Supplied material
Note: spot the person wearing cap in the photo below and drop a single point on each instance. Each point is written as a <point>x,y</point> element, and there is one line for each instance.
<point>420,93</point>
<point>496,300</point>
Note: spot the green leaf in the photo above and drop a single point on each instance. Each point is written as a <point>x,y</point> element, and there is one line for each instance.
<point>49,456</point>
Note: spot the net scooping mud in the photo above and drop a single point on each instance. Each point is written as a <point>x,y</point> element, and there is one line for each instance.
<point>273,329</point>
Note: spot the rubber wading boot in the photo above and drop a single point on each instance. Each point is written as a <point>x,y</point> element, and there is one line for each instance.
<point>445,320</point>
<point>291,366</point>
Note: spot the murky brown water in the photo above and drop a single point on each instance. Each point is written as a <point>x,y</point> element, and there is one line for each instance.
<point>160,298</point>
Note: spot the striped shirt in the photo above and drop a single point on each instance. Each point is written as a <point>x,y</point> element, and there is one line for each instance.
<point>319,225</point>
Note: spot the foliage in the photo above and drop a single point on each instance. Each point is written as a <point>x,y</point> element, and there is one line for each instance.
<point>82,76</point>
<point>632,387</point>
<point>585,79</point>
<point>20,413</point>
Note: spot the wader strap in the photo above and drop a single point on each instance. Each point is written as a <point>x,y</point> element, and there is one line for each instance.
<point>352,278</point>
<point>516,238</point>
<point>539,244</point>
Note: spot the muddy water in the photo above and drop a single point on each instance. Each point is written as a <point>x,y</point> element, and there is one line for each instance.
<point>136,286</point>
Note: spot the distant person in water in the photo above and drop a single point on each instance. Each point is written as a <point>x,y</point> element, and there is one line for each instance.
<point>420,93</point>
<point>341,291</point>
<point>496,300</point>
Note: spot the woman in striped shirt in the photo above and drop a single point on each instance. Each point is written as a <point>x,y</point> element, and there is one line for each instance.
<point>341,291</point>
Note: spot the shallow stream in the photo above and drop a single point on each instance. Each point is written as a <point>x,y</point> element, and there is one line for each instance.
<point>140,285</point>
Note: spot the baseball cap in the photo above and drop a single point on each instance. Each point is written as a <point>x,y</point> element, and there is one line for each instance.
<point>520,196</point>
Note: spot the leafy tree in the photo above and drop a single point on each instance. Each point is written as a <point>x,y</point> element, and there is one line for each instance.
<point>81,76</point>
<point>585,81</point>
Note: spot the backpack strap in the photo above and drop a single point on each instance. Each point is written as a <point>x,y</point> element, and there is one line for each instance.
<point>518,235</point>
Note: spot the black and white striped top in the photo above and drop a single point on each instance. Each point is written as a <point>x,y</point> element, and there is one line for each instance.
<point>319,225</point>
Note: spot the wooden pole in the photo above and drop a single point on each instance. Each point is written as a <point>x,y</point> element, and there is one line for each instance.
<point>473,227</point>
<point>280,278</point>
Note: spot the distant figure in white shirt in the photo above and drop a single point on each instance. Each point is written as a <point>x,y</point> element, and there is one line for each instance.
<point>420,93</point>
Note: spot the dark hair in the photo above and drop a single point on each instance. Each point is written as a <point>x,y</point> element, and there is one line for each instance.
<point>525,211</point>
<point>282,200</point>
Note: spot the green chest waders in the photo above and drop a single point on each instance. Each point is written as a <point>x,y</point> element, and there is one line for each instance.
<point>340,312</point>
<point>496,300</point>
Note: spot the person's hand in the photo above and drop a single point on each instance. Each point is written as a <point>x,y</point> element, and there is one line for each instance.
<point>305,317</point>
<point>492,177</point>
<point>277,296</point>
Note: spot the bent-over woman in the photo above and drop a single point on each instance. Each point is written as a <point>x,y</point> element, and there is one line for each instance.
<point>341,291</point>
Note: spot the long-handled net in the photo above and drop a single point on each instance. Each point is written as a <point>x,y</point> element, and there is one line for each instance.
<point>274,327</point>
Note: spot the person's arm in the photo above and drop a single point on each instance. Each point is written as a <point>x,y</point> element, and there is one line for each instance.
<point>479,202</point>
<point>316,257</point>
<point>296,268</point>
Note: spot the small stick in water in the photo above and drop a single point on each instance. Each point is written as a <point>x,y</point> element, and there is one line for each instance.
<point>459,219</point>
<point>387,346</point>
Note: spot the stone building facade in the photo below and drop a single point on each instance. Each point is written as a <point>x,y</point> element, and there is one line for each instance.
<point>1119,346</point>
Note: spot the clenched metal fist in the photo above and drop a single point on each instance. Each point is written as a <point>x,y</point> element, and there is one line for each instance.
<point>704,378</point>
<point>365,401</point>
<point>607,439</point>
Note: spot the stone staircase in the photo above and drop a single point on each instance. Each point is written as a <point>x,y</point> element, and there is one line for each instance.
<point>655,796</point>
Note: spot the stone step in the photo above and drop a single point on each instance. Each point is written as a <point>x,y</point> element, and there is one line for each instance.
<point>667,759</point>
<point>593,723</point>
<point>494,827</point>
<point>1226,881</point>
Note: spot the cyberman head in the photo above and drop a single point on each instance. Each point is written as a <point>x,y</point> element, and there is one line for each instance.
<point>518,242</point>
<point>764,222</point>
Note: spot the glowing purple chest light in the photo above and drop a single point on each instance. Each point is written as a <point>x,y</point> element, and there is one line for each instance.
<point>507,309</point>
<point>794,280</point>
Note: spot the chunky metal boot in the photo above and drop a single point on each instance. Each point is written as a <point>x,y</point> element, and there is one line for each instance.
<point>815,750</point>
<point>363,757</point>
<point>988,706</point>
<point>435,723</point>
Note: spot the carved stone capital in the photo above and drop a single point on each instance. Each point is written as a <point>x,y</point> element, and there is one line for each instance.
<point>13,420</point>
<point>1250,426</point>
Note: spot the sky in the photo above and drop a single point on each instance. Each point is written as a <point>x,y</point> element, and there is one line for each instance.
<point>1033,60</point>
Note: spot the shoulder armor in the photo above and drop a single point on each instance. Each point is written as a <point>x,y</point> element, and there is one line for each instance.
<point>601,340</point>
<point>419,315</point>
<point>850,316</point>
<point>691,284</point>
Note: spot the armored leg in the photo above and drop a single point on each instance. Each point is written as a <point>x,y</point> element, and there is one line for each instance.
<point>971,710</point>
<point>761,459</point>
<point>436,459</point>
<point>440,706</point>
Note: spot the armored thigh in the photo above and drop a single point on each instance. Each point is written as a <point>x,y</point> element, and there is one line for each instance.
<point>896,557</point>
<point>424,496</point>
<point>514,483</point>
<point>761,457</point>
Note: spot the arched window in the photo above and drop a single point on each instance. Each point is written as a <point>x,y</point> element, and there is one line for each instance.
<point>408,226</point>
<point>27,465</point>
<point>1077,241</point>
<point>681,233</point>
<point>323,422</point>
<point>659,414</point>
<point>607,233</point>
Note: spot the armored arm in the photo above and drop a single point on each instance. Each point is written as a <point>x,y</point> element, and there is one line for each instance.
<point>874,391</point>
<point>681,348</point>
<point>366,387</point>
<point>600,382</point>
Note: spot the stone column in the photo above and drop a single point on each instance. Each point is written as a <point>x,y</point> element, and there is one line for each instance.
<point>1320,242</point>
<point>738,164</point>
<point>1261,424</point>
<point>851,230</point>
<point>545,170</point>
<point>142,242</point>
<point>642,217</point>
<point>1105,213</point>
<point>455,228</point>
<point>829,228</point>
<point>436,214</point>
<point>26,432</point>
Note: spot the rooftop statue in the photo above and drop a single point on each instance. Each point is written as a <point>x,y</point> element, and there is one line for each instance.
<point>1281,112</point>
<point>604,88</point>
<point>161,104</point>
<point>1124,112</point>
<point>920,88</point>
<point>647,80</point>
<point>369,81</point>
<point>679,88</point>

* * *

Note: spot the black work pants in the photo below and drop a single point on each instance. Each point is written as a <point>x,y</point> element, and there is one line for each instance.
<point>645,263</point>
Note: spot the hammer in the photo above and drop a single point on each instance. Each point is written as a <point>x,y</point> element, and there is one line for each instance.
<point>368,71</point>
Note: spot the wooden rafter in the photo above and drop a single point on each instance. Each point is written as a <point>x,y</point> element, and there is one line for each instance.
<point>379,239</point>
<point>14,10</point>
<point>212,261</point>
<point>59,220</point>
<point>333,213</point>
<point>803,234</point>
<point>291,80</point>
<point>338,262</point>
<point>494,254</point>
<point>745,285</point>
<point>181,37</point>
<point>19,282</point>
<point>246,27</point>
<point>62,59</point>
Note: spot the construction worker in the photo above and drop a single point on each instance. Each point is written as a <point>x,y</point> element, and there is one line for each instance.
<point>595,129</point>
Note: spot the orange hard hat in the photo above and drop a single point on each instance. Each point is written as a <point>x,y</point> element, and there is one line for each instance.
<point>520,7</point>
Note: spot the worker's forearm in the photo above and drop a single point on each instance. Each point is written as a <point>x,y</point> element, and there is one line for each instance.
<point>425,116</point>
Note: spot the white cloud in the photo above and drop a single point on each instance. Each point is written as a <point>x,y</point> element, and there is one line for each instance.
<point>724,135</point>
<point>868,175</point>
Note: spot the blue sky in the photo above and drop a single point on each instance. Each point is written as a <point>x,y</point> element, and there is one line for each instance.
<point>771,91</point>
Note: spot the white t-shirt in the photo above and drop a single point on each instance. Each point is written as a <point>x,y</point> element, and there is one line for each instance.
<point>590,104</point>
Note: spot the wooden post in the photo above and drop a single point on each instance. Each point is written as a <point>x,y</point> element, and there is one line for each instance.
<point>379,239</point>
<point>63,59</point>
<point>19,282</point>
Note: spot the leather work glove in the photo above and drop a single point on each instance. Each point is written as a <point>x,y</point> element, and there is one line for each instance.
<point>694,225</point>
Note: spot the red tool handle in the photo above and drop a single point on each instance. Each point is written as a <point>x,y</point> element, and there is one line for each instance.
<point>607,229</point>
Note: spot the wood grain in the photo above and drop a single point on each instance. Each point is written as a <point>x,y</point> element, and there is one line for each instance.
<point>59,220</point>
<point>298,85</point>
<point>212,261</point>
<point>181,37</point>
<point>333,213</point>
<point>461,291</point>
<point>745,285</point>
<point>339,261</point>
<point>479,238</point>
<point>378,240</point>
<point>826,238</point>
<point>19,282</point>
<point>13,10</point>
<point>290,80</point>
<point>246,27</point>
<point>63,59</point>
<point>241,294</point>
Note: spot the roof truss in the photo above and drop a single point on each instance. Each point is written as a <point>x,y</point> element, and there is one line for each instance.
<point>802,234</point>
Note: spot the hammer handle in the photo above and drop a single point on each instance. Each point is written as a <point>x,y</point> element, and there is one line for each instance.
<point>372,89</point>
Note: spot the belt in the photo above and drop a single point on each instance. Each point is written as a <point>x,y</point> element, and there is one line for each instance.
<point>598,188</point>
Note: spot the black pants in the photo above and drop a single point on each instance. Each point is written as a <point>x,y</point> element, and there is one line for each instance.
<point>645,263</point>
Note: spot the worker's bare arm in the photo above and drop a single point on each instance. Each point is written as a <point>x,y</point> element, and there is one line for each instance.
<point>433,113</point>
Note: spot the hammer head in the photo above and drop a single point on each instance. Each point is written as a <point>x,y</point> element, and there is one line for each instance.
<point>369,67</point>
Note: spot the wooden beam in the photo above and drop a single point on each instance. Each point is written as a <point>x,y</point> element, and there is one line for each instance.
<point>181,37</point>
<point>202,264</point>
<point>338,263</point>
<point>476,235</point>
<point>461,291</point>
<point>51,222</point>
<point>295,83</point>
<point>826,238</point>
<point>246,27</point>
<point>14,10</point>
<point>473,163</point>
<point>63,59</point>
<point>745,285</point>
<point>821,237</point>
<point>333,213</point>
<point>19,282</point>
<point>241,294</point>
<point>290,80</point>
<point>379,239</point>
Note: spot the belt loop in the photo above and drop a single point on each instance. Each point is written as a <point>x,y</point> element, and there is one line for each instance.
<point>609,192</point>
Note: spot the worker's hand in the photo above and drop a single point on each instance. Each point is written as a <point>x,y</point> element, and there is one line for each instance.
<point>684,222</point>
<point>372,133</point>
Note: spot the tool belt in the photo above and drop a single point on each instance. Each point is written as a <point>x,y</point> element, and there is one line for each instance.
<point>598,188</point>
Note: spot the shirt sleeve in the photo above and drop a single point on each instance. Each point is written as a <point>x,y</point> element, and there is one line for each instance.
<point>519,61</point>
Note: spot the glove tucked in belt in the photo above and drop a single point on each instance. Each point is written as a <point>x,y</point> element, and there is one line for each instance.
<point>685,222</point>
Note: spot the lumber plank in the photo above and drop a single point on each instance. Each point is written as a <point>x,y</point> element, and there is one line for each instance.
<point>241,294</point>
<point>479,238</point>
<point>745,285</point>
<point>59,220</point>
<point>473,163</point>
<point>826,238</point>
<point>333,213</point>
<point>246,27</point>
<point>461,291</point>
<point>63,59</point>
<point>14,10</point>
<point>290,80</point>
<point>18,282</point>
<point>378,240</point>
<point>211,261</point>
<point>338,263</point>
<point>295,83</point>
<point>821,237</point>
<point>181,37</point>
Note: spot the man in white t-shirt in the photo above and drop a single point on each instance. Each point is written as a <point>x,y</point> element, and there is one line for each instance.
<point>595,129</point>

* * *

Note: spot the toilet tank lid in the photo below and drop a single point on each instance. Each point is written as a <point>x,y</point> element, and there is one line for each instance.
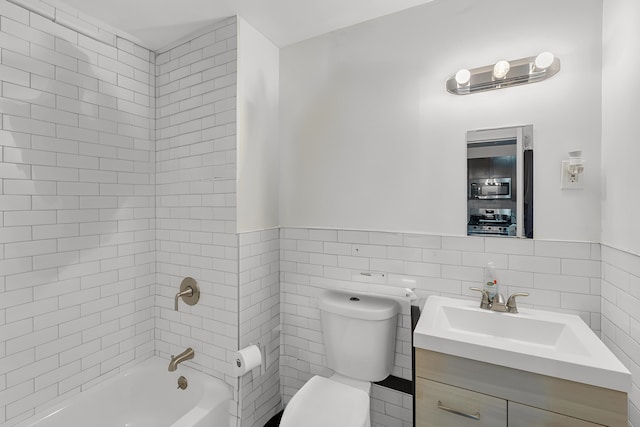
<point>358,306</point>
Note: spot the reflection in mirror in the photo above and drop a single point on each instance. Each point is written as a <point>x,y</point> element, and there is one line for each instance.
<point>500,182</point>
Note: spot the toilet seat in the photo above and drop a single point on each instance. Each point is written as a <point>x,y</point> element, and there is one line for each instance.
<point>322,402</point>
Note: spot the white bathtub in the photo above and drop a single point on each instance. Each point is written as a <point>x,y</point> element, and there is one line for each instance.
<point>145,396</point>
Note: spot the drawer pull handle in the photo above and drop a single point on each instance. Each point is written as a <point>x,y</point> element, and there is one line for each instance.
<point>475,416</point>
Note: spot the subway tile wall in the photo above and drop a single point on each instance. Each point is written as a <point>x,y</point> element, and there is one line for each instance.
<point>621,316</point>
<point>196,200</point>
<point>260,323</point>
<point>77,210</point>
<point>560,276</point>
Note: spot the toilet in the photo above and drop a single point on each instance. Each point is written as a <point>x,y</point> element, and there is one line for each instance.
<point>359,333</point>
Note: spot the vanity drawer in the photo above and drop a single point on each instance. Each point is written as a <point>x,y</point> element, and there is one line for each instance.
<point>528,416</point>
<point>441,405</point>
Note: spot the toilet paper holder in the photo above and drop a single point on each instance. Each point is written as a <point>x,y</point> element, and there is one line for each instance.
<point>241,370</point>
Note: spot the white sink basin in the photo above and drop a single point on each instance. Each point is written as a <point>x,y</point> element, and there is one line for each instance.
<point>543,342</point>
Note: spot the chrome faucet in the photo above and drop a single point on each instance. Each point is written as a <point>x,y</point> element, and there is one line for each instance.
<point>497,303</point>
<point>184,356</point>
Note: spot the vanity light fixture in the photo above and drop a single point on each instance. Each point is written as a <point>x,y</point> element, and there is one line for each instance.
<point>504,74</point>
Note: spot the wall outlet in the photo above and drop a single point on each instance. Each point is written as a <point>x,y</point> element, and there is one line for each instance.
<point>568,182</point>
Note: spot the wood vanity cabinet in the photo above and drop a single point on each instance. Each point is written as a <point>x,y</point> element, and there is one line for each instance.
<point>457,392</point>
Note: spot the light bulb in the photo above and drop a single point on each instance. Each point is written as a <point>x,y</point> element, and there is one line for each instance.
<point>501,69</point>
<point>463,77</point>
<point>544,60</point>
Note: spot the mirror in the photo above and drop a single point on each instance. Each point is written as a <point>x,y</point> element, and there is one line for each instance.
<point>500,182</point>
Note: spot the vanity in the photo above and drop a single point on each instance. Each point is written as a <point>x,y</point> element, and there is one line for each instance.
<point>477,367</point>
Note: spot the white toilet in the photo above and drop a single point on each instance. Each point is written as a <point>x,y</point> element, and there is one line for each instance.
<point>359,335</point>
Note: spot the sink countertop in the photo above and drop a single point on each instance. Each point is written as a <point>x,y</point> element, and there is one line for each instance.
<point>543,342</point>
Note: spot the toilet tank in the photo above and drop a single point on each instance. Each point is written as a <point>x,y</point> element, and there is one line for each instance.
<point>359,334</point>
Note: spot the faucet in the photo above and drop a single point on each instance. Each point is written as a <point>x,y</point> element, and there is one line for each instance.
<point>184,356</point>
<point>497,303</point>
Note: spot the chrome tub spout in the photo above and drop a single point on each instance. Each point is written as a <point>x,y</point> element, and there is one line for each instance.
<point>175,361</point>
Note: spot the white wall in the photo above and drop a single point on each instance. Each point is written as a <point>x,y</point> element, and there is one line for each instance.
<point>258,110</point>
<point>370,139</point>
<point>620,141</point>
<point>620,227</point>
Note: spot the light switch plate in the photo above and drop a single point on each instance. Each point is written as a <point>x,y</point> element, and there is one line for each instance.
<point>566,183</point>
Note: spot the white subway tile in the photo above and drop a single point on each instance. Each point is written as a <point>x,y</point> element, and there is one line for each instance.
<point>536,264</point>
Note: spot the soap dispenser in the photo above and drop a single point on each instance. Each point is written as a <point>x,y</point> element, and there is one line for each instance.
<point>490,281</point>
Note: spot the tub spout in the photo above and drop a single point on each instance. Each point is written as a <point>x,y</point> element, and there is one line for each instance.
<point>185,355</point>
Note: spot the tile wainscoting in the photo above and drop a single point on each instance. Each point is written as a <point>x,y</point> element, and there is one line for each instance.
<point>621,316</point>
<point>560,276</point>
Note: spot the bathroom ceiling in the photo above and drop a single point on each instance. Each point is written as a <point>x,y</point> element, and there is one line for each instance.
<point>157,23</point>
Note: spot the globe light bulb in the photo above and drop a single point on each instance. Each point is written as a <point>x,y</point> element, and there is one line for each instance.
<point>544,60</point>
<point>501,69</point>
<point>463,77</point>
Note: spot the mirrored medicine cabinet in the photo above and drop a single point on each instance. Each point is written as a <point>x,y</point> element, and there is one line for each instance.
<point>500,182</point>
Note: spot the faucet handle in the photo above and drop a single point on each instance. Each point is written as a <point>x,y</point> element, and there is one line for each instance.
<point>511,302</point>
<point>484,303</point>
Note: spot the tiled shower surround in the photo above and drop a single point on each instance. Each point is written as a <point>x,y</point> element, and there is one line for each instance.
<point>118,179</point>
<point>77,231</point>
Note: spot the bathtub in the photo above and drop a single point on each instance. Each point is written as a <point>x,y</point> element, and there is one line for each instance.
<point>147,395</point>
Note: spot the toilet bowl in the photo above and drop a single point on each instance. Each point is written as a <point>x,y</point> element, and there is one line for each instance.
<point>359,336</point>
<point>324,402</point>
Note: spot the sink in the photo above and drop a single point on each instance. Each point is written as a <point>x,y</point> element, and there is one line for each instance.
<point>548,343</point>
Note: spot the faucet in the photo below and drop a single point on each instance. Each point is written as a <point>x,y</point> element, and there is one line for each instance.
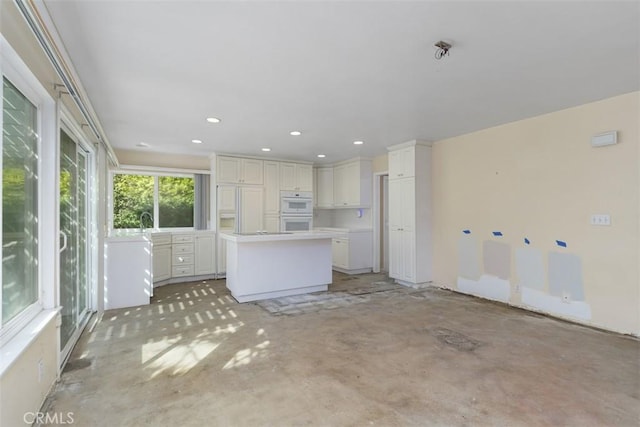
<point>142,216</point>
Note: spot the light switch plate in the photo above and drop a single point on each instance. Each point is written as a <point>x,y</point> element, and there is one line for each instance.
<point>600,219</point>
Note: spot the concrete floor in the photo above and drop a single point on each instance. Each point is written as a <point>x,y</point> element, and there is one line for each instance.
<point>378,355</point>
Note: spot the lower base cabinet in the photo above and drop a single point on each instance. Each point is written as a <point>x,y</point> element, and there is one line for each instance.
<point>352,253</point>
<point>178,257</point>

Exercise brief
Scale the data from the line containing "Note: spot the faucet handle" through the line containing "<point>77,231</point>", both included, and rewrite every line in that span with the requests left unchanged. Multiply each answer coordinate by 2.6 and round it to a whole number, rounding halves up.

Exercise answer
Note: spot the faucet handle in the photo above and drop a single point on each instance. Each point is written as a <point>x,y</point> element, and there is one line for each instance.
<point>1329,785</point>
<point>1258,788</point>
Note: spot the tiled shower surround in the photo above and drop a single point on each instance. Each point is written as a <point>x,y</point> element, and there is one line for each instance.
<point>307,465</point>
<point>200,601</point>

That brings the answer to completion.